• _WHAT YOU HAVE TO DO_: Exactly reproduce each entry, leaving out nothing.

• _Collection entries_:
----------------------------------------

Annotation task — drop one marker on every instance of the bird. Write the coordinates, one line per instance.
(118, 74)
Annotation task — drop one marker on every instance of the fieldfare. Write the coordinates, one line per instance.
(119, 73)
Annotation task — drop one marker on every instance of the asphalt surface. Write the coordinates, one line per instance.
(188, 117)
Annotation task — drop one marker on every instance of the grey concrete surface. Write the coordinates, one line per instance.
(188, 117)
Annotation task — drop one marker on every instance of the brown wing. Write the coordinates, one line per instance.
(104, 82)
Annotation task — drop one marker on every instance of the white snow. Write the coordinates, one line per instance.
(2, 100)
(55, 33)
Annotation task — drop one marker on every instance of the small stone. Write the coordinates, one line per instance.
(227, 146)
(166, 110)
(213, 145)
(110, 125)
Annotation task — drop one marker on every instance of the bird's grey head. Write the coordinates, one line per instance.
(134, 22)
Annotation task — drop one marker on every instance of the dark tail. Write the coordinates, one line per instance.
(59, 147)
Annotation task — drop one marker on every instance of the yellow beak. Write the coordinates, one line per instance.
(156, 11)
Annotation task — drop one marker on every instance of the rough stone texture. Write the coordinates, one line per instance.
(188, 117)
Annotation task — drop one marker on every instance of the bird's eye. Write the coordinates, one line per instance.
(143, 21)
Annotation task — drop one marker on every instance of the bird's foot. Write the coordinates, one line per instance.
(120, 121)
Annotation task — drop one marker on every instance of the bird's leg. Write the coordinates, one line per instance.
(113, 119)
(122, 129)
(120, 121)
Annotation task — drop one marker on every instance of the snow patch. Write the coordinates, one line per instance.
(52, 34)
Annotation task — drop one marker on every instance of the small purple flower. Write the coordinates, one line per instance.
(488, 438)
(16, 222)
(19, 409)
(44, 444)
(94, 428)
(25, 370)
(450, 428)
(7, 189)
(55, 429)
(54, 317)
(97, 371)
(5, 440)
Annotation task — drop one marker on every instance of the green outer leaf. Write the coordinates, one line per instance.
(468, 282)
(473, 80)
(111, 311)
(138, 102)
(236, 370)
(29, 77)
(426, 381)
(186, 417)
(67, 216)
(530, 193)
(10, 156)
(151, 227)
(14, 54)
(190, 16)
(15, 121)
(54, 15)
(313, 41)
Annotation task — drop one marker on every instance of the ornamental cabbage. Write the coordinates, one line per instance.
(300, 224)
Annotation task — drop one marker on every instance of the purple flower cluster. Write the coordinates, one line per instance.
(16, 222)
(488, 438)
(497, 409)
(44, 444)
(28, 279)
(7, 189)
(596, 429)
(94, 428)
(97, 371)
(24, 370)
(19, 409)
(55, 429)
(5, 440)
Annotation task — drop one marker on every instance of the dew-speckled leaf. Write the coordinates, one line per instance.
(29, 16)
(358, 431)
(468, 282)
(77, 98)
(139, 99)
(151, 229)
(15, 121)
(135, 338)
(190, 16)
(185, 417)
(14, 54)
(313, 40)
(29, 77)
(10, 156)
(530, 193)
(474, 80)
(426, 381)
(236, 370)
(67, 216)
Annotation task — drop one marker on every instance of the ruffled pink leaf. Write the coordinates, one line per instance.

----------------------------------------

• _REPLY_:
Annotation task — drop one marker on every instance of the bird. Write the coordinates, one line per instance.
(118, 74)
Annotation task — drop one marker on every instance of the fieldfare. Write the coordinates, one line per instance.
(119, 73)
Annotation task — drop one marker on every instance of the asphalt surface. Write the coordinates, one line per instance.
(188, 117)
Annotation task — drop one marker on every instance of the grey concrete surface. Write the coordinates, one line per instance.
(188, 117)
Annotation task — drop one marker on every instance of the brown wing. Write the coordinates, one line per instance.
(104, 82)
Annotation task — drop one marker on every instance of the white snow. Write the coordinates, one line per instance.
(2, 100)
(55, 33)
Annotation task — drop one marker on every instance of the small stone. Write the coordinates, one line per instance.
(227, 146)
(166, 110)
(213, 145)
(110, 125)
Annotation task — drop one marker on every instance of the bird's grey head. Write the coordinates, one line per instance.
(134, 22)
Annotation task — drop one marker on every instance of the dark tail. Write the coordinates, one line per instance.
(59, 147)
Annotation task — drop one marker on every instance of the yellow beak. Write the coordinates, one line per instance.
(156, 11)
Annotation task — drop one marker on every instance of the rough stone texture. Write the coordinates, one line per instance.
(188, 117)
Annotation task — drop one marker on every instance of the bird's eye. Write the coordinates, one line per instance.
(143, 21)
Annotation task — drop one marker on every instance of the bird's foot. Write the coordinates, one line per instance.
(120, 121)
Annotation task — drop one marker on every instance of the bird's leg. Write the coordinates, one line per instance.
(113, 119)
(122, 129)
(120, 121)
Annotation task — drop one marker on every instance of the snow patch. Write the coordinates, one line per instance.
(52, 34)
Annotation task — drop one marker on every instance of the small purple flower. Write the coordinates, one line per instance.
(488, 438)
(16, 222)
(19, 409)
(44, 444)
(94, 428)
(25, 370)
(450, 428)
(7, 189)
(55, 429)
(54, 317)
(97, 371)
(5, 440)
Annotation task — drop one marker on every instance of the green outer leaf. Write the coordinates, one line per instance.
(468, 282)
(473, 80)
(111, 311)
(138, 102)
(236, 370)
(29, 77)
(426, 381)
(186, 417)
(67, 216)
(530, 193)
(10, 156)
(151, 227)
(14, 54)
(190, 16)
(15, 121)
(54, 15)
(313, 41)
Annotation task — drop one marker on every instance of the ornamental cabbage. Write the coordinates, one line per instance.
(300, 224)
Annotation task — drop one marker on every instance of the purple flower cluster. Write the coordinates, one line per instance.
(16, 222)
(488, 438)
(497, 409)
(44, 444)
(28, 279)
(7, 189)
(596, 429)
(94, 428)
(97, 371)
(24, 370)
(19, 409)
(55, 429)
(5, 440)
Annotation task — drop one marker on every instance of the dew-speckled leaf. Write the coordinates, one line per instance.
(29, 16)
(358, 431)
(468, 282)
(77, 98)
(139, 99)
(151, 229)
(15, 121)
(135, 338)
(190, 16)
(185, 417)
(14, 54)
(313, 40)
(29, 77)
(10, 156)
(530, 193)
(474, 80)
(426, 381)
(236, 370)
(67, 216)
Annotation task — drop one marker on every instance of the ruffled pink leaf. Write the coordinates, one line per instance.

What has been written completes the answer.